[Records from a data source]
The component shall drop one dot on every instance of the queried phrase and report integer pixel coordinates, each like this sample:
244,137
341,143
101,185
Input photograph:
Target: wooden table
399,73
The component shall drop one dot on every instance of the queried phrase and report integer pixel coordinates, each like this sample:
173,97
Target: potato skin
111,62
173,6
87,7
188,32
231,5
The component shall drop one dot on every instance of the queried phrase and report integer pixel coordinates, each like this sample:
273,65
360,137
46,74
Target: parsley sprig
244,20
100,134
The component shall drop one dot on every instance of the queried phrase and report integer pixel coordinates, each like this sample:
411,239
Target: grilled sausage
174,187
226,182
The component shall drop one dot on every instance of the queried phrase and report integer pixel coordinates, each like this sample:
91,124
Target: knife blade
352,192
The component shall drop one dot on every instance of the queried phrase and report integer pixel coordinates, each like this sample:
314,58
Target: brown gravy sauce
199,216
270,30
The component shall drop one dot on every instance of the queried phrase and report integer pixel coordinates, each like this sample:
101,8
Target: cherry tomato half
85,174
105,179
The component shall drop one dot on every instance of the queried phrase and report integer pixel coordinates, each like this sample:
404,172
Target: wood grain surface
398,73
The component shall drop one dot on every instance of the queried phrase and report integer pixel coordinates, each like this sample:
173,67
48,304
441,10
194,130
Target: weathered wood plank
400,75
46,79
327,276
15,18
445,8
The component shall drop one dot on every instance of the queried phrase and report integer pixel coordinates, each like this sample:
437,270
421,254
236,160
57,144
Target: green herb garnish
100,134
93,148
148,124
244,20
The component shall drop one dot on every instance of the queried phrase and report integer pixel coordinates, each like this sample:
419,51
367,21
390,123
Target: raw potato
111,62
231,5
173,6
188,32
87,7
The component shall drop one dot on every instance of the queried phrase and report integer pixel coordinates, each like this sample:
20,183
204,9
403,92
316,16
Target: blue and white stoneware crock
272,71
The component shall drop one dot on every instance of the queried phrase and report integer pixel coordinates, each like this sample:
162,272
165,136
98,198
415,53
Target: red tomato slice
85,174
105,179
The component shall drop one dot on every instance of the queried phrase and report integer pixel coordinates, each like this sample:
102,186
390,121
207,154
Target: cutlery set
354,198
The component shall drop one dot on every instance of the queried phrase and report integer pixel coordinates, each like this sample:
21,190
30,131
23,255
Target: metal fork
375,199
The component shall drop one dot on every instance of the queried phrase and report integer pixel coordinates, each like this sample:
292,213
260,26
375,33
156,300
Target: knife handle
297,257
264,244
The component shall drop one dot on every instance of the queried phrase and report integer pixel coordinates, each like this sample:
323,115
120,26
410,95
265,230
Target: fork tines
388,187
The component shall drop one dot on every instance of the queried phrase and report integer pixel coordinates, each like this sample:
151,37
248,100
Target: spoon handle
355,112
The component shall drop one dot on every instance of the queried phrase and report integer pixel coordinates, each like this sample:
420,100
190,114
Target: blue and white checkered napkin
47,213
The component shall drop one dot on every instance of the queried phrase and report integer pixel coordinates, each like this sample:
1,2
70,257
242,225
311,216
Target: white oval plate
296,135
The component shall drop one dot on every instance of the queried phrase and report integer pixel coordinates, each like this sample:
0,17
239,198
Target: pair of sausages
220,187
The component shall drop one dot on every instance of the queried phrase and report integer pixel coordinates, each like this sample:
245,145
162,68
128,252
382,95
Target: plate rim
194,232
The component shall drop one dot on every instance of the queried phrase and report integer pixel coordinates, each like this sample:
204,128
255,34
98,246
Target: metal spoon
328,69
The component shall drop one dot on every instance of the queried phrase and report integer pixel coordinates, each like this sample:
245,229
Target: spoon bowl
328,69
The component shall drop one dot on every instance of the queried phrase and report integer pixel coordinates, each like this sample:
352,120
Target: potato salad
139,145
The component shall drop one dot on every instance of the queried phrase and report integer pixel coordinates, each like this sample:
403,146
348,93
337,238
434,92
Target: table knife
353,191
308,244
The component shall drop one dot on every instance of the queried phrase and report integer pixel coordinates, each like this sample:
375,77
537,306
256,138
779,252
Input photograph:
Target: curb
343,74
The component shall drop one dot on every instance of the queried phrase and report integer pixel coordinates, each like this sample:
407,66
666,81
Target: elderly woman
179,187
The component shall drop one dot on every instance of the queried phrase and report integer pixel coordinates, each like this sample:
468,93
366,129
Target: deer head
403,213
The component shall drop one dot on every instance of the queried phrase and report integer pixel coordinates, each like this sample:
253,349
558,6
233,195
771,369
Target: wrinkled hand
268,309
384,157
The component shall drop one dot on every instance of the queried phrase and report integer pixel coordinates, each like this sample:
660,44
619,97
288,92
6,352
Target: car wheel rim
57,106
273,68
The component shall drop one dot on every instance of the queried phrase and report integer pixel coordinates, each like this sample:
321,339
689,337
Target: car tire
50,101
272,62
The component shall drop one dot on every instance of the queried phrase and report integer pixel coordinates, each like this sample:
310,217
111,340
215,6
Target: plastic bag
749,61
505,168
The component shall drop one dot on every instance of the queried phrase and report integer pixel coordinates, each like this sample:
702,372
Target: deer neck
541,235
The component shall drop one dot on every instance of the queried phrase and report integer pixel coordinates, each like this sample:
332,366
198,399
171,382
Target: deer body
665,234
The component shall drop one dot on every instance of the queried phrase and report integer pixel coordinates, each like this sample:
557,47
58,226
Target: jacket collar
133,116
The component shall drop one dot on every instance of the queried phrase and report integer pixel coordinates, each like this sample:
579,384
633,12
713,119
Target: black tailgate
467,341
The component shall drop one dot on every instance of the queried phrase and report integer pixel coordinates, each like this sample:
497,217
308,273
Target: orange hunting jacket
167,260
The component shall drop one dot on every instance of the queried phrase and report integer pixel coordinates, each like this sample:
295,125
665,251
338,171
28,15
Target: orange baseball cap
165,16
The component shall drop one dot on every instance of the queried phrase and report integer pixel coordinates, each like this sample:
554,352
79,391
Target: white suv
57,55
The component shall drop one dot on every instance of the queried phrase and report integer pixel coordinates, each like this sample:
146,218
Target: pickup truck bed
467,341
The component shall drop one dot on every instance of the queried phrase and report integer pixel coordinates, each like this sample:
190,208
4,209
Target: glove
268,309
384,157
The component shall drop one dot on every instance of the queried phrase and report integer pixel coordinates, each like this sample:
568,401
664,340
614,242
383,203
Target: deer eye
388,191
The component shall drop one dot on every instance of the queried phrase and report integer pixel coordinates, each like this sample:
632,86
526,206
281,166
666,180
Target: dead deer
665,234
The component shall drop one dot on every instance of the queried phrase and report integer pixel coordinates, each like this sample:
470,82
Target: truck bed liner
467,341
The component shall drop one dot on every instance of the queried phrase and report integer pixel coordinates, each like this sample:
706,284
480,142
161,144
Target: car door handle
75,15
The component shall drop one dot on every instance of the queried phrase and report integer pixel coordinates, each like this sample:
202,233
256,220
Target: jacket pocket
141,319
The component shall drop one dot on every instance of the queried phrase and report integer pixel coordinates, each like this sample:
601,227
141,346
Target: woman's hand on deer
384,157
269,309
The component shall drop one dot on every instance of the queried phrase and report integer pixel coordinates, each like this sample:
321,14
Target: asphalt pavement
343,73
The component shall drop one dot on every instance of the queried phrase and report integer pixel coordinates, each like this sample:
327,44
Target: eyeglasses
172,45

**What is needed:** Output the records exactly, including every line.

**Exercise response:**
The component shall drop one dot on every instance of the queried phrase and report integer pixel coordinates, each like this sample:
244,137
341,143
101,185
Input photograph:
Target: wooden table
399,73
The component shall drop one dot on every instance of the queried phrase and report integer pixel coordinates, each like this sample:
173,97
Target: potato skin
111,62
173,6
87,7
188,32
231,5
The component shall drop one dot on every instance of the queried phrase and report integer pixel coordinates, each like this sample:
273,65
360,137
46,74
Target: parsley sprig
244,20
100,134
The component shall drop one dot on every instance of the queried phrase and report integer pixel coordinates, each like this sample:
411,239
Target: grilled sausage
174,187
226,182
The component shall drop one dot on every instance of the queried phrase and report integer pixel coordinates, each like this sample:
91,124
Target: knife blade
352,192
The component shall drop one dot on every instance of the queried phrase and report integer pixel coordinates, each like this sample:
314,58
Target: brown gravy sauce
199,216
270,30
The component shall drop one dot on every instance of the queried phrase and report integer pixel coordinates, each like this sample:
101,8
Target: cherry tomato half
85,174
105,179
The component shall drop one dot on every instance of the queried phrase and report integer pixel coordinates, each like this sample:
404,172
Target: wood grain surface
398,73
The component shall drop one dot on every instance of the queried phrase and report integer pixel coordinates, each like this sample:
173,67
48,304
441,10
194,130
Target: weathered wood plank
400,75
46,79
327,276
15,18
445,8
The component shall drop one dot on every instance of the queried phrase and report integer pixel coordinates, each like this sample:
437,270
421,254
236,160
57,144
Target: green herb garnish
100,134
93,148
148,124
244,20
The component shall drop one dot on every instance of the queried phrase and report integer pixel coordinates, each like this sample:
419,51
367,21
390,123
Target: raw potato
111,62
231,5
173,6
188,32
87,7
The component shall drop one dot on every instance of the queried phrase and report integer pixel coordinates, each like this sample:
20,183
204,9
403,92
316,16
Target: blue and white stoneware crock
272,71
The component shall drop one dot on every instance of the queried phrase and report integer pixel coordinates, each like this sample:
162,272
165,136
98,198
415,53
Target: red tomato slice
85,174
105,179
The component shall drop one dot on every instance of the queried phrase and report integer pixel coordinates, each like this sample:
102,186
390,121
207,154
Target: cutlery set
354,198
The component shall drop one dot on every instance of the queried phrase and report integer pixel coordinates, each like this sample:
21,190
30,131
23,255
Target: metal fork
375,199
The component shall drop one dot on every instance of the queried phrase and report integer pixel coordinates, each like this sample:
292,213
260,26
375,33
156,300
Target: knife handle
297,257
264,244
The component shall drop one dot on every instance of the queried phrase and report integer pixel coordinates, each like this sample:
323,115
120,26
410,95
265,230
Target: fork tines
388,187
The component shall drop one dot on every instance of the queried phrase and report integer pixel coordinates, each like this sample:
151,37
248,100
Target: spoon handle
355,112
The component shall drop one dot on every instance of the queried phrase and report integer pixel coordinates, each like this sample:
420,100
190,114
Target: blue and white checkered napkin
47,213
The component shall drop one dot on every instance of the queried phrase and report integer pixel coordinates, each like this sample:
1,2
70,257
242,225
311,216
Target: white oval plate
296,135
The component shall drop one dot on every instance of the queried phrase and report integer pixel coordinates, each like this sample:
0,17
239,198
Target: pair of sausages
220,187
The component shall drop one dot on every instance of the queried phrase and report integer pixel coordinates, each like this sample:
245,145
162,68
128,252
382,95
Target: plate rim
194,232
The component shall drop one dot on every instance of the queried phrase and report integer pixel coordinates, each like this sample:
204,128
255,34
98,246
Target: metal spoon
328,69
The component shall drop one dot on every instance of the queried phrase and report integer pixel coordinates, each like this sample:
245,229
Target: spoon bowl
328,69
The component shall drop one dot on every instance of the queried phrase and report integer pixel coordinates, each like this sample:
352,120
Target: potato salad
139,145
The component shall drop one dot on every instance of the queried phrase and report integer pixel coordinates, each like this sample:
403,146
348,93
337,238
434,92
Target: table knife
353,191
308,244
The component shall drop one dot on every instance of the queried phrase and report integer pixel coordinates, each like this sample:
375,77
537,306
256,138
779,252
Input photograph:
Target: curb
343,74
The component shall drop one dot on every instance of the queried phrase and report integer pixel coordinates, each like this sample:
407,66
666,81
Target: elderly woman
179,187
The component shall drop one dot on every instance of the queried phrase and report integer pixel coordinates, each like this sample:
468,93
366,129
Target: deer head
403,213
The component shall drop one dot on every instance of the queried phrase and report integer pixel coordinates, each like this sample:
253,349
558,6
233,195
771,369
Target: wrinkled hand
268,309
384,157
The component shall drop one dot on every instance of the queried phrase and report integer pixel coordinates, each like this sample:
660,44
619,97
288,92
6,352
Target: car wheel rim
57,106
273,68
The component shall drop one dot on every instance of the queried phrase and report integer pixel coordinates, each like this sample:
321,339
689,337
Target: car tire
50,101
272,62
The component shall drop one dot on every instance of the queried phrase and report integer pixel coordinates, each like this sample:
310,217
111,340
215,6
Target: plastic bag
749,61
505,168
The component shall drop one dot on every instance of the queried phrase and report integer pixel coordinates, each like this sample:
702,372
Target: deer neck
541,235
The component shall drop one dot on every instance of the queried phrase and report integer pixel coordinates, each like this sample:
332,366
198,399
171,382
Target: deer body
665,234
The component shall drop one dot on every instance of the queried phrase and report integer pixel coordinates, each like this sample:
557,47
58,226
Target: jacket collar
133,116
The component shall drop one dot on every instance of the queried phrase and report integer pixel coordinates, each like this sample:
579,384
633,12
713,119
Target: black tailgate
467,341
The component shall drop one dot on every instance of the queried phrase and report integer pixel coordinates, each like this sample:
497,217
308,273
Target: orange hunting jacket
167,260
The component shall drop one dot on every instance of the queried phrase and report integer pixel coordinates, each like this sample:
295,125
665,251
338,171
28,15
Target: orange baseball cap
165,16
The component shall drop one dot on every instance of the queried phrase and report integer pixel coordinates, each like this sample:
554,352
79,391
Target: white suv
57,55
The component shall drop one dot on every instance of the queried phrase and report integer pixel coordinates, each like this sample:
146,218
Target: pickup truck bed
467,341
The component shall drop one dot on every instance of the queried phrase and report integer pixel coordinates, each like this sample:
190,208
4,209
Target: glove
268,309
384,157
The component shall drop one dot on every instance of the queried phrase and report integer pixel coordinates, each like this sample:
568,401
664,340
614,242
383,203
Target: deer eye
388,191
The component shall drop one dot on every instance of the queried phrase and report integer pixel coordinates, each like this sample:
632,86
526,206
281,166
666,180
Target: dead deer
665,234
The component shall drop one dot on every instance of the queried phrase and report integer pixel coordinates, each like this sample:
470,82
Target: truck bed liner
467,341
The component shall drop one dot on every instance of the queried phrase and report integer pixel coordinates, each like this sample:
706,284
480,142
161,144
Target: car door handle
75,15
The component shall drop one dot on every instance of the queried phrase and report integer pixel coordinates, each like this sample:
202,233
256,220
Target: jacket pocket
141,319
The component shall drop one dot on every instance of the queried phrase and report integer pixel coordinates, each like this sample:
601,227
141,346
Target: woman's hand on deer
384,157
269,309
The component shall drop one dot on every instance of the queried phrase and report integer pixel coordinates, each like this sample:
321,14
Target: asphalt pavement
343,73
The component shall drop one dot on every instance of the queried phrase and report integer pixel coordinates, each like this sample:
327,44
Target: eyeglasses
172,45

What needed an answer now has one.